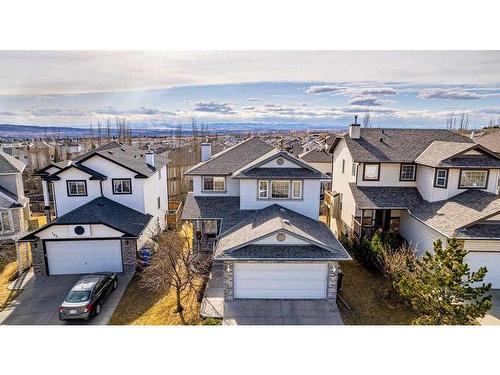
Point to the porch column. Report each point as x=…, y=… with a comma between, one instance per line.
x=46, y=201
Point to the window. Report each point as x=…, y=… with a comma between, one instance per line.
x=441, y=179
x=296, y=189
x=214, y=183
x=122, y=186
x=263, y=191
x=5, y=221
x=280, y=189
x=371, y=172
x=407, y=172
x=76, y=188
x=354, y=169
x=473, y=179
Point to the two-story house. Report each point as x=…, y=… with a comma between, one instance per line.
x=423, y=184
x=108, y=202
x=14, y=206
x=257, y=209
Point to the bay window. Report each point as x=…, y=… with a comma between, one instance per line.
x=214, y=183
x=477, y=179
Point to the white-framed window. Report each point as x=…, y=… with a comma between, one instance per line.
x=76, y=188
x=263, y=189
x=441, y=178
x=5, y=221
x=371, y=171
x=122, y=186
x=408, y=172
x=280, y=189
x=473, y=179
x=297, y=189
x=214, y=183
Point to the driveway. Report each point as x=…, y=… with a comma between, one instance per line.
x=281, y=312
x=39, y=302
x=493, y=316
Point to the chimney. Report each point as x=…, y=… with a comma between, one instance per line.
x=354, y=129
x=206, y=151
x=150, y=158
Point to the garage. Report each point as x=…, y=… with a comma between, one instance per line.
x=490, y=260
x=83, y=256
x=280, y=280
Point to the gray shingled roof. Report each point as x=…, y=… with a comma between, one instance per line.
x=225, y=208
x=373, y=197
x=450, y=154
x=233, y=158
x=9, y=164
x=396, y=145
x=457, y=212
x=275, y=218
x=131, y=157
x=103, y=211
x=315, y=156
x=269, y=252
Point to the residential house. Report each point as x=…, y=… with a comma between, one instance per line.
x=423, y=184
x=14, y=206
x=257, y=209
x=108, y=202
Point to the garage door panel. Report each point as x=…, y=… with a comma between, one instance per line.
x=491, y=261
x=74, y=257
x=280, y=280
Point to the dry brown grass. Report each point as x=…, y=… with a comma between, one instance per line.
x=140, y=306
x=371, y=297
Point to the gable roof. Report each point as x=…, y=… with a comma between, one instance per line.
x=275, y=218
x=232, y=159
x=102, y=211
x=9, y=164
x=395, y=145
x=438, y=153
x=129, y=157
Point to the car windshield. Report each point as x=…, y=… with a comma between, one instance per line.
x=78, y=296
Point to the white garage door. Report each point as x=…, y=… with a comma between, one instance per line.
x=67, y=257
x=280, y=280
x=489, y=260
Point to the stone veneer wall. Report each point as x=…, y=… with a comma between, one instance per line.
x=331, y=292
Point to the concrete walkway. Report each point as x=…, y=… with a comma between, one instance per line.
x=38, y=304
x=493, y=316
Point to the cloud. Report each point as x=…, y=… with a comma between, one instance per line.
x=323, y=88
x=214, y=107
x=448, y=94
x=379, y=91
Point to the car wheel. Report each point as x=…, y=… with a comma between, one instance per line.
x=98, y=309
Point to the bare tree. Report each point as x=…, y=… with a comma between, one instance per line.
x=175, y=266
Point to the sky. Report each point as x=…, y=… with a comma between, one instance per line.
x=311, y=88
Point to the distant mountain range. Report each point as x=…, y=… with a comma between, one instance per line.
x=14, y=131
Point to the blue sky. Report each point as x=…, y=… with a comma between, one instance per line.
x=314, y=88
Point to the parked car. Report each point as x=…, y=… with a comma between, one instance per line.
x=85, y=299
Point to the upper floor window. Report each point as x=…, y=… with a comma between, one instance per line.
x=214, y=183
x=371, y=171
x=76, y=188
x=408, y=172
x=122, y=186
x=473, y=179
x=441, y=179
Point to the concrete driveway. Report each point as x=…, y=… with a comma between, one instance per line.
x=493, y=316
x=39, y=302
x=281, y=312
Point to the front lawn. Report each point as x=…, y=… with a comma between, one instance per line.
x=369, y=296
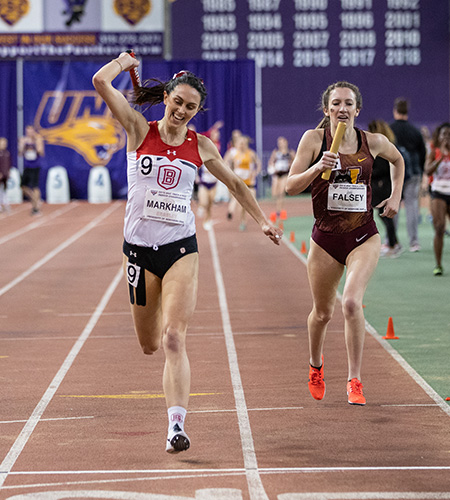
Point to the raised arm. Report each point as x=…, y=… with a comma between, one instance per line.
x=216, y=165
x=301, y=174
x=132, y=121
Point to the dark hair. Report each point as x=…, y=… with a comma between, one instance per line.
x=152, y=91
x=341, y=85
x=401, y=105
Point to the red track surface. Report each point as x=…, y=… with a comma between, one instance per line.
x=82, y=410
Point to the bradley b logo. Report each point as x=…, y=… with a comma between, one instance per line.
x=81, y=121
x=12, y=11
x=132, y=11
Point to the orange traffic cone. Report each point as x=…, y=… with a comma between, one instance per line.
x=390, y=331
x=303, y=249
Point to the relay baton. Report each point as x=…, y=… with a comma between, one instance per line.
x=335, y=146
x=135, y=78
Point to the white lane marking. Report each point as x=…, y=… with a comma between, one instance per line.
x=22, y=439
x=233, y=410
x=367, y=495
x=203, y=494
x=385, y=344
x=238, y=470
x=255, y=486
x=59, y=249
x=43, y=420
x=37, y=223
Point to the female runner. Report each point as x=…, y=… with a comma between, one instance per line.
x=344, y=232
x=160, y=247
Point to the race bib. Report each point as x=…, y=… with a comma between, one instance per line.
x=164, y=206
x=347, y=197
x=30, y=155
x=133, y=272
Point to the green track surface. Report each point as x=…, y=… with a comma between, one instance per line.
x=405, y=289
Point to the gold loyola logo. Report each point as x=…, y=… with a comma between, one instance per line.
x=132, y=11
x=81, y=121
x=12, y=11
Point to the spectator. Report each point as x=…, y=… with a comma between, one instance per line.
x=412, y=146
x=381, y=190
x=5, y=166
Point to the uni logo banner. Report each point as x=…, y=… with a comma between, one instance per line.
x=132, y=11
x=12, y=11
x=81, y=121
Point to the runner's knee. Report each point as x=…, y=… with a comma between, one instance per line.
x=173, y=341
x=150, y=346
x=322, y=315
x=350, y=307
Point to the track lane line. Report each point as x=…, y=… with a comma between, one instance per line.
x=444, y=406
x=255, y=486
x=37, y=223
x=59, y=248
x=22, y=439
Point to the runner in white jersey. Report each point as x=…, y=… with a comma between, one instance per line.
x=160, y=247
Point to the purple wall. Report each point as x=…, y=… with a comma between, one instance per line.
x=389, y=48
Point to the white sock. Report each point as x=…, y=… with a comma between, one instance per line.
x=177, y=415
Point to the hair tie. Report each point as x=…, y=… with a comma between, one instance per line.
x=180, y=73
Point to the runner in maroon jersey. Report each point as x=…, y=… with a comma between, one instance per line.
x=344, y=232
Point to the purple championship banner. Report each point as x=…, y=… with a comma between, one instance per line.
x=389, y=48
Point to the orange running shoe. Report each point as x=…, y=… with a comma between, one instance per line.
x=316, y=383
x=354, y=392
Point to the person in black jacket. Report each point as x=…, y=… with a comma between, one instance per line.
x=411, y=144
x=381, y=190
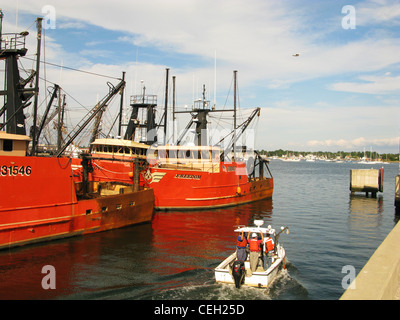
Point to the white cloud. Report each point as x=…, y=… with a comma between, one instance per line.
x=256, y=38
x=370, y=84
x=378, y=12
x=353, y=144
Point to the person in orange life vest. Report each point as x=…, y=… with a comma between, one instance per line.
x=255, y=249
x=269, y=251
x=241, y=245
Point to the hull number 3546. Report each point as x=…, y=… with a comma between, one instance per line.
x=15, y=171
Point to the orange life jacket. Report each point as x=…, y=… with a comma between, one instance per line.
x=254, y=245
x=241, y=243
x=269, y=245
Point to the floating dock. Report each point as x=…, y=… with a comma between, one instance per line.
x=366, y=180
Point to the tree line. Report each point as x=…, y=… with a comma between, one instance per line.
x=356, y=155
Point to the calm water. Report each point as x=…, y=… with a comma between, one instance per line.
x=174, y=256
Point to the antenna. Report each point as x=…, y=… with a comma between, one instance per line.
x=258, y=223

▸ **What is required**
In the records, from the line containing "Point to the tree" through the end, replace "calm water" with "still water" and reproduce only those lines, leaving everything else unchanged.

▸ **Solution**
Point to the tree line. Report each point as x=…, y=… with a comma between, one instance per line.
x=356, y=155
Point to the still water. Report each point as x=…, y=… with a comma between, one instance per line.
x=174, y=256
Point to the antenna. Report each point as x=…, y=… with a comma between, one instance per line.
x=258, y=223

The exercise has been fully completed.